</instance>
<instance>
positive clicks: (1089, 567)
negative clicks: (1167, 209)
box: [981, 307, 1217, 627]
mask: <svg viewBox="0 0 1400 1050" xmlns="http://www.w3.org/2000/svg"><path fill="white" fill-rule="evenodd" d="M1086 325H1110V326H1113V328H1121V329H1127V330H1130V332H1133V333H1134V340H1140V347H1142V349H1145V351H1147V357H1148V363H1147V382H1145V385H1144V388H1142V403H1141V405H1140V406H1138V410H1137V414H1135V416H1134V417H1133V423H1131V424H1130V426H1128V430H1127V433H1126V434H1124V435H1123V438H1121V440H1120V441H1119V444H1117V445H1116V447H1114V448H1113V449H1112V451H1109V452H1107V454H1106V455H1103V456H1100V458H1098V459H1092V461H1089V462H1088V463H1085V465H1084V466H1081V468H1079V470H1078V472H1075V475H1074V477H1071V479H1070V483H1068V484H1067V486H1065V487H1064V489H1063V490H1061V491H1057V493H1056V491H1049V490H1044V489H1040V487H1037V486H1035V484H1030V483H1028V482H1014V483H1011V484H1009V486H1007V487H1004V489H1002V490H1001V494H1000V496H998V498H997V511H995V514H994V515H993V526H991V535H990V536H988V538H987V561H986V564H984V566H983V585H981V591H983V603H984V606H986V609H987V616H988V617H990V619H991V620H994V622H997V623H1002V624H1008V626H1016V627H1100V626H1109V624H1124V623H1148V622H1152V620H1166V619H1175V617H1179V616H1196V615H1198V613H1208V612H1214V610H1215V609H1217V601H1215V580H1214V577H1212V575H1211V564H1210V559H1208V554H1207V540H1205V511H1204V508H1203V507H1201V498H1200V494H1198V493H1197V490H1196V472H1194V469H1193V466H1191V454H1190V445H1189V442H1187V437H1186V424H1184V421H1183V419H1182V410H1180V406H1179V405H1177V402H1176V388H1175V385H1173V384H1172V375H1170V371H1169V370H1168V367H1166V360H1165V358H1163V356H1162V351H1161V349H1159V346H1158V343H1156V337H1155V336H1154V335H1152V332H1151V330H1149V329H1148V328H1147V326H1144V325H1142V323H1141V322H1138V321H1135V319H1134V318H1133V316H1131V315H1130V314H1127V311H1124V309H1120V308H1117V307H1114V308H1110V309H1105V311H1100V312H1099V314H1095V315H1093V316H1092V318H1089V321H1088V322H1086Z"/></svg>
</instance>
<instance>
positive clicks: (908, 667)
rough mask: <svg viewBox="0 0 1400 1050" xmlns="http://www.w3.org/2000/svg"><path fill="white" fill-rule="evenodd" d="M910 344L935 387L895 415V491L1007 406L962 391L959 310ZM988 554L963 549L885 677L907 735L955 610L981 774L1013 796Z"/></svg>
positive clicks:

****************

» REQUIREMENT:
From the line with "rough mask: <svg" to the last line of the material, give every line again exactly, and only those lines.

» YOUR RESPONSE:
rough mask: <svg viewBox="0 0 1400 1050" xmlns="http://www.w3.org/2000/svg"><path fill="white" fill-rule="evenodd" d="M910 344L935 387L895 415V491L1007 406L962 391L959 310ZM988 554L963 549L885 677L907 735L955 610L981 774L1013 796Z"/></svg>
positive clicks:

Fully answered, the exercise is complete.